▶ **Exercise description**
Rewrite the data starting at the line containing "In this exercise you will find the dog's thick" and ending at the line containing "[(272, 81), (156, 78)]", with "drop one point" swapped for "place a single point" and nothing else changed. Return only those lines.

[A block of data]
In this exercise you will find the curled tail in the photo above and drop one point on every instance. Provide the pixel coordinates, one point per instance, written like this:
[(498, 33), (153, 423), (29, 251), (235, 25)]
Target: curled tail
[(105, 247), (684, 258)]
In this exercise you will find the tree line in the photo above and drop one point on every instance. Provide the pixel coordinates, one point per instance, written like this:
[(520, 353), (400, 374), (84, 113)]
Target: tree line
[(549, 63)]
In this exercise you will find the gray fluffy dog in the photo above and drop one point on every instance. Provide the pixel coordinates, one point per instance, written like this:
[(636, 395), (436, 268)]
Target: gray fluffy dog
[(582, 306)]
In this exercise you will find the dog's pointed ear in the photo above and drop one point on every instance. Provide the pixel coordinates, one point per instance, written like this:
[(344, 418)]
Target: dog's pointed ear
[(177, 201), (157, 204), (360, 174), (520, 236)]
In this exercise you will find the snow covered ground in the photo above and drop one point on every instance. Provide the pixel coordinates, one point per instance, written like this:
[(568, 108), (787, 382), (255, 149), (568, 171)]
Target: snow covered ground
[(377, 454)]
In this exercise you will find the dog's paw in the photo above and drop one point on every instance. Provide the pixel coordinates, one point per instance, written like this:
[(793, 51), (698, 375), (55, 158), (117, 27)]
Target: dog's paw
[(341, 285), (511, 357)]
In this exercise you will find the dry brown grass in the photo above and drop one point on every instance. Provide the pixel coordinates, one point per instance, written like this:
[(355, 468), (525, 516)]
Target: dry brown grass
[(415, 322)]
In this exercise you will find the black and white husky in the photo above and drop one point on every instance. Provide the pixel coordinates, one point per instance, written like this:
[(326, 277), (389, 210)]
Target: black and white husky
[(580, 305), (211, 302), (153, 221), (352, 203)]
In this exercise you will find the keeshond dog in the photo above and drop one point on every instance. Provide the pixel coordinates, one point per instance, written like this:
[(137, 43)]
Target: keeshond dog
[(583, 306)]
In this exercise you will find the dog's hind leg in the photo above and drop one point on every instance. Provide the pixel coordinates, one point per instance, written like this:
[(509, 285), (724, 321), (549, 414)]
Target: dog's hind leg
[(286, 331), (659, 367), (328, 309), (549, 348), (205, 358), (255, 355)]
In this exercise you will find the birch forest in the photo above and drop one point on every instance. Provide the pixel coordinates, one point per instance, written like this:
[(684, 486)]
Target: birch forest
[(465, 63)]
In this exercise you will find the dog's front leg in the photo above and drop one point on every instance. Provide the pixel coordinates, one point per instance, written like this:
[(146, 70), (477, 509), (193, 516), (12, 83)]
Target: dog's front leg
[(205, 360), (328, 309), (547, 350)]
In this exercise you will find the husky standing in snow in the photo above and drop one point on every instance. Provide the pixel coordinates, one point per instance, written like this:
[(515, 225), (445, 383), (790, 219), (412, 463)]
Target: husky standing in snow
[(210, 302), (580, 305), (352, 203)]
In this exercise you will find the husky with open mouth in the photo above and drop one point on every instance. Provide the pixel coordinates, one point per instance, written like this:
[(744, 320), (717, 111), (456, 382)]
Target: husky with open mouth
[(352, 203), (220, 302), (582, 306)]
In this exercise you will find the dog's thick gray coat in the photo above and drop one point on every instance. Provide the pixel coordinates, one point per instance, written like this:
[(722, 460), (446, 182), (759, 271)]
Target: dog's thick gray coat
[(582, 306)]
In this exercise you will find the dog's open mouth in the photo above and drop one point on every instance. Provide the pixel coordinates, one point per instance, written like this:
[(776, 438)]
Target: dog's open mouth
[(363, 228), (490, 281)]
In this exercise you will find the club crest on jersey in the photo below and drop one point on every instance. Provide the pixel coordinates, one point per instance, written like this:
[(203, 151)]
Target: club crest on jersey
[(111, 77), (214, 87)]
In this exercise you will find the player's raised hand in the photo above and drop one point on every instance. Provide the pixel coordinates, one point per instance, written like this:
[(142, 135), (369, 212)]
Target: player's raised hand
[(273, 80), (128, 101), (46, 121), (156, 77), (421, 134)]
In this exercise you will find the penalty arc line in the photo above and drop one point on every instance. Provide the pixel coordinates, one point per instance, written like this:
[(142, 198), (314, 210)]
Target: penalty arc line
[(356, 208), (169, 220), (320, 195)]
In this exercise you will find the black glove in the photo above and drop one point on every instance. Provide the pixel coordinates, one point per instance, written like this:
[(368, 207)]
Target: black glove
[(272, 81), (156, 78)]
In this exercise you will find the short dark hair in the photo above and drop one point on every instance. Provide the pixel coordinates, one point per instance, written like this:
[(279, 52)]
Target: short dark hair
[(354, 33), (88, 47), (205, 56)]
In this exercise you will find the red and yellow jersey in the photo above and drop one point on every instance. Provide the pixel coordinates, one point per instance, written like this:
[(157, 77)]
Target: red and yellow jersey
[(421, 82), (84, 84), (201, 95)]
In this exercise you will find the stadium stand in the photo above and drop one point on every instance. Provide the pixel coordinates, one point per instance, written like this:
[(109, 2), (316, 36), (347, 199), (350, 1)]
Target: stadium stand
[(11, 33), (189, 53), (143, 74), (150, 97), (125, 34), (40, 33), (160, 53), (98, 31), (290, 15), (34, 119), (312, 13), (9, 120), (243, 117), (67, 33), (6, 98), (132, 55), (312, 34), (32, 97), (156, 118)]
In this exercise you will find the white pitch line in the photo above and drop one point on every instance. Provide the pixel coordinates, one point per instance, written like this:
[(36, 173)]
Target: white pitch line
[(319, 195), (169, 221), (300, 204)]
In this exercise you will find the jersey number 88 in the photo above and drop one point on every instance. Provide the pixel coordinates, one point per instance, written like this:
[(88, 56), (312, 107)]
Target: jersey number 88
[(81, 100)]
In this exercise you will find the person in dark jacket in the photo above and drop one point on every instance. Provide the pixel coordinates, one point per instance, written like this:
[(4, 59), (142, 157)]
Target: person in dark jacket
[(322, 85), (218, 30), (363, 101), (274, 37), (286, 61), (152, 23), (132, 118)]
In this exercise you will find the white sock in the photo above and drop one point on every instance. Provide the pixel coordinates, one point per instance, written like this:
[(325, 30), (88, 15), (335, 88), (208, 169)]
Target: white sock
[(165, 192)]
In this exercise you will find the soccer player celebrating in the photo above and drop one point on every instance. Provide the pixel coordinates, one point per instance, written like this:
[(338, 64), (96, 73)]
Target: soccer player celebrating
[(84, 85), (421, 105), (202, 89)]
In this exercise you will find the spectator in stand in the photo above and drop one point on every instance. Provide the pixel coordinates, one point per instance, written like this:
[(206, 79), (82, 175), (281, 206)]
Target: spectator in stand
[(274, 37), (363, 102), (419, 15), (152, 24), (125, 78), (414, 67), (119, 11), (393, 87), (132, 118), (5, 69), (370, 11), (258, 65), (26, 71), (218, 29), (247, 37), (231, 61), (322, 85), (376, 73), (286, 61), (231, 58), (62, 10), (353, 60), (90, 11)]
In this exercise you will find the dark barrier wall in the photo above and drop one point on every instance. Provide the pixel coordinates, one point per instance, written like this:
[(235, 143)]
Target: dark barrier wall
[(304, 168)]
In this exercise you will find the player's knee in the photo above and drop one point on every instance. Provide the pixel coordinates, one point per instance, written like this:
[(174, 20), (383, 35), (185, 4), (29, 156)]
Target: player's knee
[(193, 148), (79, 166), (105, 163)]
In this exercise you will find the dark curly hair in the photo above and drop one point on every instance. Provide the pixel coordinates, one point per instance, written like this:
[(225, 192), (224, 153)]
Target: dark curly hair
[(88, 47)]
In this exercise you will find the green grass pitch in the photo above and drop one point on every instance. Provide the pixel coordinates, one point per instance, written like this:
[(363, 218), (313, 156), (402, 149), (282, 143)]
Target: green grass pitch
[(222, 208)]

---

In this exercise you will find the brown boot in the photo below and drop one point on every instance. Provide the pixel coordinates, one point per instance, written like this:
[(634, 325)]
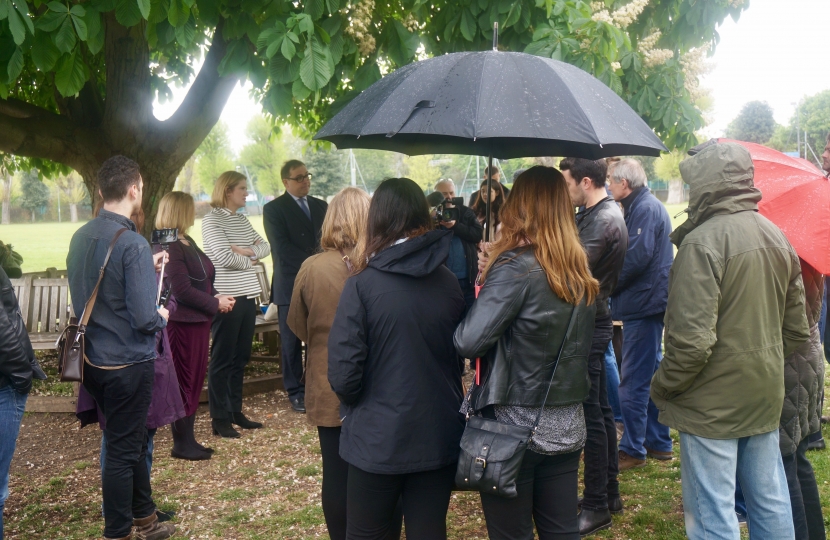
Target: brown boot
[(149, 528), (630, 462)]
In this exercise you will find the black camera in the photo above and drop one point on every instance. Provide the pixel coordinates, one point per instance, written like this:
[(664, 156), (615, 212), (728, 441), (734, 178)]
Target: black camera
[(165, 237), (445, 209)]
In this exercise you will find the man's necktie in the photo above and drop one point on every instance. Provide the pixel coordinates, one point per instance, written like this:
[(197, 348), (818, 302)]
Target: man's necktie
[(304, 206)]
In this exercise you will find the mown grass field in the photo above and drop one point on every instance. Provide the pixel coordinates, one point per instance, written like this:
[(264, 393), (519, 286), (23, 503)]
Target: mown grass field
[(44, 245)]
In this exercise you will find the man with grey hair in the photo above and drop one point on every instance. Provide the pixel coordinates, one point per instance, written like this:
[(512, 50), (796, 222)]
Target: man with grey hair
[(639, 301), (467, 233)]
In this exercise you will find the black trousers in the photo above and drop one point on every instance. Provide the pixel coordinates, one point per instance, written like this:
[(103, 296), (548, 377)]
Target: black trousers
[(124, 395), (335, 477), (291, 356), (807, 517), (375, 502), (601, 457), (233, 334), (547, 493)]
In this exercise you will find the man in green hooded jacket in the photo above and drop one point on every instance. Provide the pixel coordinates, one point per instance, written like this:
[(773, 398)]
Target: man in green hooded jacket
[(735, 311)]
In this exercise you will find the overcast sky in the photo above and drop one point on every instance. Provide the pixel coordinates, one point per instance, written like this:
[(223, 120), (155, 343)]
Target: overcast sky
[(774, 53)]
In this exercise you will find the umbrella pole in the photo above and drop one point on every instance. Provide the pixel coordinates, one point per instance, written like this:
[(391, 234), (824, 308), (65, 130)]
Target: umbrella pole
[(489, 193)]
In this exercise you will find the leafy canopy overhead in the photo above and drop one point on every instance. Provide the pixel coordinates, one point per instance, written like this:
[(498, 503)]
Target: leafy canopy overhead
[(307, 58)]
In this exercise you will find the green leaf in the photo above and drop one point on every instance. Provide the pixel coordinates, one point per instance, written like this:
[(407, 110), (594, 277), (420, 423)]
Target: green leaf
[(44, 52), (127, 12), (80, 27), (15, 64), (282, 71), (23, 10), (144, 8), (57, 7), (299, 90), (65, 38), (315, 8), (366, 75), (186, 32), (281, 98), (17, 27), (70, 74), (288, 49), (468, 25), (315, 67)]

▶ **Response below**
In this exercise you will find the dog's thick gray coat in the photo above and place a single point on every instance. Provide the pixel coordinates, one point per instance, written like this:
[(722, 460), (446, 182), (759, 271)]
Target: dog's thick gray coat
[(582, 306)]
In this exercise you will find the dog's open mouth in the photo above and place a single point on every instance. Provide the pixel coordinates, one point per instance, written like this:
[(776, 438)]
Target: dog's open mouth
[(363, 228), (490, 281)]
In this exercise you will find the club crest on jersey in the photo below and place a single point on every instance. Provide the pixel coordinates, one point per instance, written like this:
[(203, 151)]
Target: club crest on jersey
[(111, 77), (214, 87)]
In this exercise you will find the player's raised hand in the photo above and place a single point on every instance. Provide the pixel coordinates, one point per instance, written like this:
[(142, 135), (369, 212)]
Target: player's raised hand
[(273, 80), (128, 101), (46, 121), (156, 77), (421, 134)]
In this exercise you will find the penalty arc line in the photo above and place a single point on every instance. Provide the pixel coordinates, one point per instance, written like this:
[(142, 198), (314, 210)]
Target: penalty arc line
[(356, 208), (169, 220), (320, 195)]
In this exercise you will find the black glove in the photo above and place a single point on every instance. Provide the pixel coordinates, one point per instance, written like this:
[(368, 207)]
Target: black glove
[(272, 81), (156, 78)]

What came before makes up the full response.